**Direction 1**
Condense the paragraph of the text on David Webb that begins "In the late 1940's on Manhattan’s Madison Avenue" into a brief bulleted list that keeps its main facts.

**Quoted text**
======

David Webb

Founded 1945

In the late 1940's on Manhattan’s Madison Avenue, the doors opened to the flagship store of one of America’s greatest jewelry manufacturers: David Webb. Webb’s designs are distinguished by a bold use of color, dimension, and meticulous attention to detail. David Webb is possibly best known for his enamel jewelry of animal themes, where frogs look like they could jump off of the wearer’s cuffs or lapels, and bangles host zebras, crocodiles or intertwining dragons. These pieces have been beloved by socialites and Hollywood for more than sixty years. Webb’s designs also include carved crystal, abstract enamel designs, mixed with an eye catching combination of diamonds and semi-precious stones. Design inspiration came from many sources. Taking the animal kingdom as inspiration, Webb used enamel and colored stones to bring the creations of his imagination to life. Other important influences on his design sense included Faberge, Cellini, and other master jewelers from the 1800's and early 1900's who approached jewelry as art, not a commodity. He was also taken with the aesthetics of the ancient Greeks, Chinese, and Egyptians. The boldness of these designs was reinterpreted to suit the modern era using modern materials. The result was a look that established David Webb as a groundbreaking jewelry house and the destination for statement jewelry.

======

**Direction 2**
Extract every line of the listing below that contains the string "formation", with case counting.

(Saved data entries)
======

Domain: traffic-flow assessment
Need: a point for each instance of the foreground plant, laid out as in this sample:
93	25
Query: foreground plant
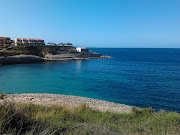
36	119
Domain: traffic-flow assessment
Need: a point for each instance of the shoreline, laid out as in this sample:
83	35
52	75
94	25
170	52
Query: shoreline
67	100
25	59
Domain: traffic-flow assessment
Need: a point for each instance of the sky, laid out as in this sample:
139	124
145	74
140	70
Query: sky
94	23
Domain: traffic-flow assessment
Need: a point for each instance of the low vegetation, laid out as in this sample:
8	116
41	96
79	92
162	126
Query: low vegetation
36	119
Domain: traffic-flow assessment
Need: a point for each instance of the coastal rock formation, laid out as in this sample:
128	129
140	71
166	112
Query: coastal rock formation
67	100
19	59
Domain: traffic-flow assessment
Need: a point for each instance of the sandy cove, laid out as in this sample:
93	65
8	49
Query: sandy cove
67	100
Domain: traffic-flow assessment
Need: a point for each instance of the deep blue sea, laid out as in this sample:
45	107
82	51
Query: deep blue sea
136	77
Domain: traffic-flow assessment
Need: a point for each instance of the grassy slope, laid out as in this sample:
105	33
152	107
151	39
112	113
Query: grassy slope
36	119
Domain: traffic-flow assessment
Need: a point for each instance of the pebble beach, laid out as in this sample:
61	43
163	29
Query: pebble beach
67	100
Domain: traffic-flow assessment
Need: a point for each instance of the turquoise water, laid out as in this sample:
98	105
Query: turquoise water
138	77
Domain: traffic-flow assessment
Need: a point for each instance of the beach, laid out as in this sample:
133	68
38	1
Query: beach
67	100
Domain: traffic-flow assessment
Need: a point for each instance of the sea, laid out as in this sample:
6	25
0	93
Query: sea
141	77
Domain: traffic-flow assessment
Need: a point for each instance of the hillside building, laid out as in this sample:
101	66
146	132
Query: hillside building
28	41
82	49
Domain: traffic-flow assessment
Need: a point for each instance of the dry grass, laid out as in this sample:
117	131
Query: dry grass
37	119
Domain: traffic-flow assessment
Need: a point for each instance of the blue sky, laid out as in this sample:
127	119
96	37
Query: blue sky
94	23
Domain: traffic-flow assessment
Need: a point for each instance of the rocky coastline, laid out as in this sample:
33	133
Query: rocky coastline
23	59
20	59
66	100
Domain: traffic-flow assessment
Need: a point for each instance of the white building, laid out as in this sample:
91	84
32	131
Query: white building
28	41
82	49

======

**Exercise answer 1**
- In the late 1940's, the flagship store of David Webb, one of America’s greatest jewelry manufacturers, opened on Madison Avenue in Manhattan.
- Webb’s designs are marked by bold color, dimension, and meticulous attention to detail.
- He is possibly best known for enamel jewelry with animal themes, such as frogs on cuffs or lapels and bangles with zebras, crocodiles, or intertwining dragons. Socialites and Hollywood have loved these pieces for more than sixty years.
- His designs also include carved crystal and abstract enamel designs, combined with diamonds and semi-precious stones.
- His inspiration came from the animal kingdom and from Faberge, Cellini, and other master jewelers of the 1800's and early 1900's who treated jewelry as art. It also came from the aesthetics of the ancient Greeks, Chinese, and Egyptians, reinterpreted for the modern era with modern materials.
- The result established David Webb as a groundbreaking jewelry house and the destination for statement jewelry.

**Exercise answer 2**
Need: a point for each instance of the coastal rock formation, laid out as in this sample:
Query: coastal rock formation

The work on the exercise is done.